[[ DOCUMENT EXCERPT open ]]

It is no surprise that the garment at the center of this controversy is denim. From cowboys to Bruce Springsteen, jeans have been a quintessential symbol of Americana, and inevitably have complex and troubled entanglements with race.
Looking at material histories of labor and consumption, a complex history of race is woven into the fibers of American denim. PBS’s documentary, “Riveted: The History of Jeans | AMERICAN EXPERIENCE,” explains how slaveowners in the New World forced enslaved Africans to wear harsher and coarser textiles, referred to as “slave cloth.” Denim, as a woven fabric which could be made from domestically-farmed cotton, was one such cloth—though obviously not the same denim that makes up today’s jeans. At the same time, the growth of the textile industry relied on the labor of those same enslaved people through the cultivating and harvesting of cotton and indigo–cash crops in the American south.
While the first contemporary jeans were produced in the 1870s, as can be identifiably marked by Levi Strauss & Co.’s 1873 patent, the agricultural and industrial systems in place were built by slave labor. The reappropriation of the rough textile was only accomplished as a means of fashioning a new kind of workwear that could be made available as a consumer product. Through this, jeans became a symbol of Southern pride and lifestyle. However, the insidious legacy of Black enslavement underlies its genesis.
In 2022, the Guardian reported on a pair of jeans from the 1880s that had been unearthed in a mineshaft with the words “The only kind made by white labor” stitched into them. The stitching on these jeans echoes the sentiments of the 1882 Chinese Exclusion Act. It appeals to opponents of Chinese immigrant workers who could be “taking” jobs from white Americans in jeans factories. As an American staple garment, jeans have thus also been entangled with various forms of American racism.
Today, much of the backlash from the American Eagle ad is likely related to Sweeney being a registered Republican. Her political conservatism has certainly been scrutinized before, including an incident of 2022 Twitter backlash when she was seen among “Blue Lives Matter” t-shirt-wearing guests at a family birthday party. These optics make the political messaging of the ad even more clear. In an era of anti-DEI, it is no mistake that American Eagle chose a conservative celebrity to symbolize the hot-white-girl-as-genetic-lottery message.

[[ DOCUMENT EXCERPT closed ]]
[[ DATASET RECORDS open ]]

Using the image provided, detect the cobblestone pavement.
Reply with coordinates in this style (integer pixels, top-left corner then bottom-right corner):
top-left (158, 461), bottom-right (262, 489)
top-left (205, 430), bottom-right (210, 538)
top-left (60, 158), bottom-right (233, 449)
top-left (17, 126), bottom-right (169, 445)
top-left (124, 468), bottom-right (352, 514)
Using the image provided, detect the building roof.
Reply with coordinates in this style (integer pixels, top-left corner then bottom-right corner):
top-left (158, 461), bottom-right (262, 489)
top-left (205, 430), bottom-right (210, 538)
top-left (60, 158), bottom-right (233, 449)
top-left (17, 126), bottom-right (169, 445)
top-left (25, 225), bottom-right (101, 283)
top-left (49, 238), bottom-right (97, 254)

[[ DATASET RECORDS closed ]]

▸ COMPLETE THE FOLLOWING:
**A)** In the passage on denim and race, which words were stitched into the pair of 1880s jeans found in a mineshaft?
**B)** Extend the passage on denim and race by continuing after its final paragraph.
None of this data is needed.

▸ WRITTEN RESPONSES:
**A)** "The only kind made by white labor."

**B)**
This brings us to a more recent viral denim ad, Gap’s “BetterinDenim” collaboration with the multinational, ethnically diverse girl group Katseye dancing to Kelis’ 2003 hit “Milkshake.” Each of them is dressed in a denim ensemble that is rigorously accessorized. The dancing is the kind of regimented and synchronous K-Pop-inspired style they are known for, displaying talent alongside the product.
Many have called this a clap back at American Eagle, but given the timelines of ad campaigns and the fact that Katseye has been a rising-star girl group for a while, it is more likely that these ads coincidentally reflect a crux in American identity politics. One is the hot “all-American” white girl of J.D. Vance’s dreams harkening to conventional beauty in an era of a social “push toward conservatism,” and the other is an international group of girls who are all beautiful, but who also all look different from each other. The ad campaign doesn’t use diversity as a buzz word, but instead showcases it through the upcoming stars of Katseye. Although the timing of the two campaigns is coincidental, it feels almost unbelievably of-the-moment. What could be more of a pushback to the dominance of American white femininity than Katseye’s gorgeous Lara Raj rocking a small bindi and gold nose ring in her denim ensemble?